--- START ---
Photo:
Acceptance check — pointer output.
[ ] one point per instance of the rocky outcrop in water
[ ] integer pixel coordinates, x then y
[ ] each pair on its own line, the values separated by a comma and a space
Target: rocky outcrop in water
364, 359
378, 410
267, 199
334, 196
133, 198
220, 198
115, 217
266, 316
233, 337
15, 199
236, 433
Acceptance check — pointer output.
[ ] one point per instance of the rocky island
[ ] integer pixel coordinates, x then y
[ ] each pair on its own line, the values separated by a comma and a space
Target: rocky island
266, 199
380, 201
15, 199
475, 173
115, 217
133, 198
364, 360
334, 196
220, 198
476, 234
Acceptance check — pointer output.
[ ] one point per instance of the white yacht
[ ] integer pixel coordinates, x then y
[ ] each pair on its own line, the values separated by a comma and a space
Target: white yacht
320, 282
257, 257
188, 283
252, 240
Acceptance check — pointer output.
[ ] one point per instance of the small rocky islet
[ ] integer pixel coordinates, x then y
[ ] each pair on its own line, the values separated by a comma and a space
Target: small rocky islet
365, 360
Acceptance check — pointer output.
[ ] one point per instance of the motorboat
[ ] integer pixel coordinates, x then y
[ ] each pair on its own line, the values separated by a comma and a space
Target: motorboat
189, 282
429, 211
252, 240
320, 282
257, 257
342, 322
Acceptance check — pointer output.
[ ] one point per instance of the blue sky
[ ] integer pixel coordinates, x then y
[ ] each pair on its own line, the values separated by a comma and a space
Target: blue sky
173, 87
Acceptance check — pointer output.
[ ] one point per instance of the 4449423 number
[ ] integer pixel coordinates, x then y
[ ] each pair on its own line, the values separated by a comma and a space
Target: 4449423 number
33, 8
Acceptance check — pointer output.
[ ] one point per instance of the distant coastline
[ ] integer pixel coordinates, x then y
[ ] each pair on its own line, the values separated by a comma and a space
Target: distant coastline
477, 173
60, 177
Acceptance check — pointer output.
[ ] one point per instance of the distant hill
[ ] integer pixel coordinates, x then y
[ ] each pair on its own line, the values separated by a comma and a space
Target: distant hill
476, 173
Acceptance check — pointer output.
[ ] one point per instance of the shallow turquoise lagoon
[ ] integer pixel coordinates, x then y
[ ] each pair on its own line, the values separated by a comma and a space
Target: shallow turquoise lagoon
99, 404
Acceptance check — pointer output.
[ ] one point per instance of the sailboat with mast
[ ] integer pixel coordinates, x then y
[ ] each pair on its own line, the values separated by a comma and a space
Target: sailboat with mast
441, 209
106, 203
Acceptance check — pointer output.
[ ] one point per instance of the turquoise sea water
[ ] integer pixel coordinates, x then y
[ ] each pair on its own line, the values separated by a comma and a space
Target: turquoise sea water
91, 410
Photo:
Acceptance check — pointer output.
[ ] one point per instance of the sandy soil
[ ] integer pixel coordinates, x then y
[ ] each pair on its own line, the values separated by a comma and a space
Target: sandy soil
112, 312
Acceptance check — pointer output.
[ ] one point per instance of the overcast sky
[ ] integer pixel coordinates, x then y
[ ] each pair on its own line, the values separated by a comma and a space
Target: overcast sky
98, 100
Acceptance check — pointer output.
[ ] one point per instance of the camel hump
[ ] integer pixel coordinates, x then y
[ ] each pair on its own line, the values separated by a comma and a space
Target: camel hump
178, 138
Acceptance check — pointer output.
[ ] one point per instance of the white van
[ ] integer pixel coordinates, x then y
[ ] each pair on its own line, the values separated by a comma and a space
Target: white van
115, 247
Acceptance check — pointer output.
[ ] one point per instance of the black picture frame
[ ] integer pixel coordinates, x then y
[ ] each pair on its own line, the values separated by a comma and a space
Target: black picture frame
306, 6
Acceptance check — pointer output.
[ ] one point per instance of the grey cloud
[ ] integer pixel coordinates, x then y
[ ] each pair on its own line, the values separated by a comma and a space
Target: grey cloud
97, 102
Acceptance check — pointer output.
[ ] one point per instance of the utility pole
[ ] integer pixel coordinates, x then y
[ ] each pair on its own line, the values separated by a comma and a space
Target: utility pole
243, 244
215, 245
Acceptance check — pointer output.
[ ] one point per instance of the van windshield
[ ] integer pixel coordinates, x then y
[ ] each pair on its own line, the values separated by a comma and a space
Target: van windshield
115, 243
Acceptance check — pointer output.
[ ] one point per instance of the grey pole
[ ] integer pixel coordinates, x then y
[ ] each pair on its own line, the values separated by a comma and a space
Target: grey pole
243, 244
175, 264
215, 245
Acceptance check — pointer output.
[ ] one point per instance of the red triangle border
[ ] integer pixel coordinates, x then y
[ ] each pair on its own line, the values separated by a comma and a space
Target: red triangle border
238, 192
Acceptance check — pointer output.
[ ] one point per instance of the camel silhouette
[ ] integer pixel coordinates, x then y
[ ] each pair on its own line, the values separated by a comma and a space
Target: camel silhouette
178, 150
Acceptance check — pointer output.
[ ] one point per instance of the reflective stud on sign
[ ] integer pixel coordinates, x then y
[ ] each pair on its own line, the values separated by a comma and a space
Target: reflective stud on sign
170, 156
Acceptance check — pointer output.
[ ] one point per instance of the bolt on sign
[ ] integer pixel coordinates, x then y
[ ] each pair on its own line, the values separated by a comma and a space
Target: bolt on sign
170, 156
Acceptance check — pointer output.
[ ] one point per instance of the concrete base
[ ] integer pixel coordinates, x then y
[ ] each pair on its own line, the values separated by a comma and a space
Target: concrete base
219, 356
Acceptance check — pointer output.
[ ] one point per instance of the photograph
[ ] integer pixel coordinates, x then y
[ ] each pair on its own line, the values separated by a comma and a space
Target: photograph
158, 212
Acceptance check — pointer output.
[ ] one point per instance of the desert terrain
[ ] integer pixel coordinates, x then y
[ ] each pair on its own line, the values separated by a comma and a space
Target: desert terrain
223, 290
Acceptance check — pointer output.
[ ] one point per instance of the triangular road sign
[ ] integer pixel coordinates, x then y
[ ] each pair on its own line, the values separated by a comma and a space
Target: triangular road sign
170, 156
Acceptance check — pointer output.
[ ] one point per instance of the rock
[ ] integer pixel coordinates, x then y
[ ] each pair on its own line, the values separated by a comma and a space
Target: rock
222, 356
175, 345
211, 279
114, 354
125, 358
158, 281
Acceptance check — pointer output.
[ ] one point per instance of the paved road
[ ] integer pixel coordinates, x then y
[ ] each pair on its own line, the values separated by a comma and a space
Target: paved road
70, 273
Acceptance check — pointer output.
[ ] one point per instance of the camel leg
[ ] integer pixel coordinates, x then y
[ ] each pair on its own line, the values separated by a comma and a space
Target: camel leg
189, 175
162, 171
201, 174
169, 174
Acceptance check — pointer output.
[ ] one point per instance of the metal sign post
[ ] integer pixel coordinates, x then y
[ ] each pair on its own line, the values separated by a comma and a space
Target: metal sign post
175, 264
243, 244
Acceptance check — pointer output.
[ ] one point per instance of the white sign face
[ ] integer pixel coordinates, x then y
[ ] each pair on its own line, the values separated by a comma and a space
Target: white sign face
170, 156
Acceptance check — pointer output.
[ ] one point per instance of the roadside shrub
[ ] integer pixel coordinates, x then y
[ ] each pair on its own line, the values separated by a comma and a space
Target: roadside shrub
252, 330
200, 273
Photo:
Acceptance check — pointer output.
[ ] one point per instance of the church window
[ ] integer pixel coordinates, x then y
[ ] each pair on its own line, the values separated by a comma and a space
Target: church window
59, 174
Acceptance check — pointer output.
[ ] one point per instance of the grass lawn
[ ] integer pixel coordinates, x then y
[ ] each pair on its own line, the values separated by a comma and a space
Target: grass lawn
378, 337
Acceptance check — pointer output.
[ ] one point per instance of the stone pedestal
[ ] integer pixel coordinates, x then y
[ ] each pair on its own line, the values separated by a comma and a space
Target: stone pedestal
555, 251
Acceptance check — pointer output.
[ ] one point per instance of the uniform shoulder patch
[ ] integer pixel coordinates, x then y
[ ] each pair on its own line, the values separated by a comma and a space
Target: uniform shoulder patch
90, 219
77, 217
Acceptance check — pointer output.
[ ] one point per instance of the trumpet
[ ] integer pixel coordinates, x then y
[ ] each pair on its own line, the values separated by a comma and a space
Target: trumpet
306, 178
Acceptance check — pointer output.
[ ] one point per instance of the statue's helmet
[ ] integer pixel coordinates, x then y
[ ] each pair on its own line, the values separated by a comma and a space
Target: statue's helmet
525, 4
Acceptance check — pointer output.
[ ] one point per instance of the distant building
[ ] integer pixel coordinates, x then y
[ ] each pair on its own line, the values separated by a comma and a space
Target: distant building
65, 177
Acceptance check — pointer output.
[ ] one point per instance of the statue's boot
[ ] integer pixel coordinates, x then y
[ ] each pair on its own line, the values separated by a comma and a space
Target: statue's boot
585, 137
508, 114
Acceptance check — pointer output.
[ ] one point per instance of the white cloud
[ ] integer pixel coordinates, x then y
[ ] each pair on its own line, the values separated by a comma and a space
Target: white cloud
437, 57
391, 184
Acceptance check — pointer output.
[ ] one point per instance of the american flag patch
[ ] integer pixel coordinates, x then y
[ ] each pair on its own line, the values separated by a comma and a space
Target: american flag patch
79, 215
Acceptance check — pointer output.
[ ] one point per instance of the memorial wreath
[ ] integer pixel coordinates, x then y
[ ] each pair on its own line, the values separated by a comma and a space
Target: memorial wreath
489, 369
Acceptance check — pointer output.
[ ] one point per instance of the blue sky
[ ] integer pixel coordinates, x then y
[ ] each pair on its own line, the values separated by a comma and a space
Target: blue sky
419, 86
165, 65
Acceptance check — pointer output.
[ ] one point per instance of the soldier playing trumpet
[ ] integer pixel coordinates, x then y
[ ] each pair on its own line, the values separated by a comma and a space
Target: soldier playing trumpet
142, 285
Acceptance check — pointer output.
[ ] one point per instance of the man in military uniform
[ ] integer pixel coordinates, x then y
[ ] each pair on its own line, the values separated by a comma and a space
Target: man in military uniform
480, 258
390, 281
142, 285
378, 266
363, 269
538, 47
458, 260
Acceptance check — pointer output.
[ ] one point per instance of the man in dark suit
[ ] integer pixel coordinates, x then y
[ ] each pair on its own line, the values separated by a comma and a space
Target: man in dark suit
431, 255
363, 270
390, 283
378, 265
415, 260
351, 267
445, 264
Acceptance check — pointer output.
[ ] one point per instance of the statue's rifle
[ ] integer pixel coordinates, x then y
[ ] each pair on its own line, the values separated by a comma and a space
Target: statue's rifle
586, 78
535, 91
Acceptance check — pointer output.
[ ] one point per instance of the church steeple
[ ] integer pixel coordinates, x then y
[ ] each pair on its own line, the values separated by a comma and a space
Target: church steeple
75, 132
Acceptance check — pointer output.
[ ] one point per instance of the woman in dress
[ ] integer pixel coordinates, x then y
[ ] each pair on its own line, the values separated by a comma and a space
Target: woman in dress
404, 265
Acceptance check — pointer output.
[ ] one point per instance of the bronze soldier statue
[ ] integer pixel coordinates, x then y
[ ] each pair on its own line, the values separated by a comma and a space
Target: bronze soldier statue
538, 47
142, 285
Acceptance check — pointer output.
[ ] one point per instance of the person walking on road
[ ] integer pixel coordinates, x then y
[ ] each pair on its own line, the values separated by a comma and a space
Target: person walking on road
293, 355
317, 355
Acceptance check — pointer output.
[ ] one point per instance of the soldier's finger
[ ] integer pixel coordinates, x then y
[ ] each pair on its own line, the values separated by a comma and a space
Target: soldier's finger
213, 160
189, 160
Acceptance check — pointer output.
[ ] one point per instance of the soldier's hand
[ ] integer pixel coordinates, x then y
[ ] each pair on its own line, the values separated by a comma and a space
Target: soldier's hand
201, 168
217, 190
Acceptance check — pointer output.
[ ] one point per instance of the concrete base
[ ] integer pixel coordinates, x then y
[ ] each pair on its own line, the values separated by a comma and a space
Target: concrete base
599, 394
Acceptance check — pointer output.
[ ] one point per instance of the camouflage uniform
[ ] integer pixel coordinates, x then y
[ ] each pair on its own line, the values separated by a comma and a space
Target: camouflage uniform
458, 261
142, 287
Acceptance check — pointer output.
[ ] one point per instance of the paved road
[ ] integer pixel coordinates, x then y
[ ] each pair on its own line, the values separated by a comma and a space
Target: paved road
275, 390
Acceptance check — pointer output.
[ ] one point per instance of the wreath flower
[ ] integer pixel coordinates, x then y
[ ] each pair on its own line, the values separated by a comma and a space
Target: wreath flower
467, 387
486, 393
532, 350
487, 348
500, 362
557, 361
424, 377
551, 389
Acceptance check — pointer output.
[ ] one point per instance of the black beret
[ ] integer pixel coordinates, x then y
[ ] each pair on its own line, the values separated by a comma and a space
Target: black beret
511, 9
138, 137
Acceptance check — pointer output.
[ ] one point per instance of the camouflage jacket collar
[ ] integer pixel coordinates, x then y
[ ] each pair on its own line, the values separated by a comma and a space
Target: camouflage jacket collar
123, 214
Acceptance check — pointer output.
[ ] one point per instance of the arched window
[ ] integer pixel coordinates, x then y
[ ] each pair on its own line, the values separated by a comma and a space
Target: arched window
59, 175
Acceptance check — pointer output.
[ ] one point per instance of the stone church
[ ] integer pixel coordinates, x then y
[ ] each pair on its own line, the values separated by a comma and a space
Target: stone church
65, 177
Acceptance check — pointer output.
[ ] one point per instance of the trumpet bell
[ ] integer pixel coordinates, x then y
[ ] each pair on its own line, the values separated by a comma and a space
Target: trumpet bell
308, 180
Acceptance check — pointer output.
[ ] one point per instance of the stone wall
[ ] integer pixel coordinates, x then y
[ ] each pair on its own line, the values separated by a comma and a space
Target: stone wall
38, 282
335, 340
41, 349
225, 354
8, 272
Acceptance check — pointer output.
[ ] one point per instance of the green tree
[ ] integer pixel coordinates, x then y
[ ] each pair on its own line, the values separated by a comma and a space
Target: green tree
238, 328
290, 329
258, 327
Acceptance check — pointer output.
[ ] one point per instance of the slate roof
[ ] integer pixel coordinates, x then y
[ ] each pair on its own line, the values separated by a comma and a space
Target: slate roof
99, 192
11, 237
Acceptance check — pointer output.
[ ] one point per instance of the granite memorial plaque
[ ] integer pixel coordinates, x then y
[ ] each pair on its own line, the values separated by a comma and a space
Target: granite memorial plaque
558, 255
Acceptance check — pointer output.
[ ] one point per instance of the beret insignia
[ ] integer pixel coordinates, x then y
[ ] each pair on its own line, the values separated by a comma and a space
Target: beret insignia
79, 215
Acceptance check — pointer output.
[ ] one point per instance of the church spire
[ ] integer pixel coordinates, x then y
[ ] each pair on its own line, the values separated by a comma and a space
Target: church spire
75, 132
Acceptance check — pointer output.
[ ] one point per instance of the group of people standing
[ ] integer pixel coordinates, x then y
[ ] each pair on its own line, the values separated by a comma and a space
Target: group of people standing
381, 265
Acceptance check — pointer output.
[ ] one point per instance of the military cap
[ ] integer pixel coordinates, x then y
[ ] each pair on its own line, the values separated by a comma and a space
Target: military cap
--- END ---
* [REQUIREMENT] Select each line of the items above that contains the word "suit", and reproduce those lines in their original order.

* [THE RESULT]
[ ] one point per instance of the man in dark suit
Target: man in dark suit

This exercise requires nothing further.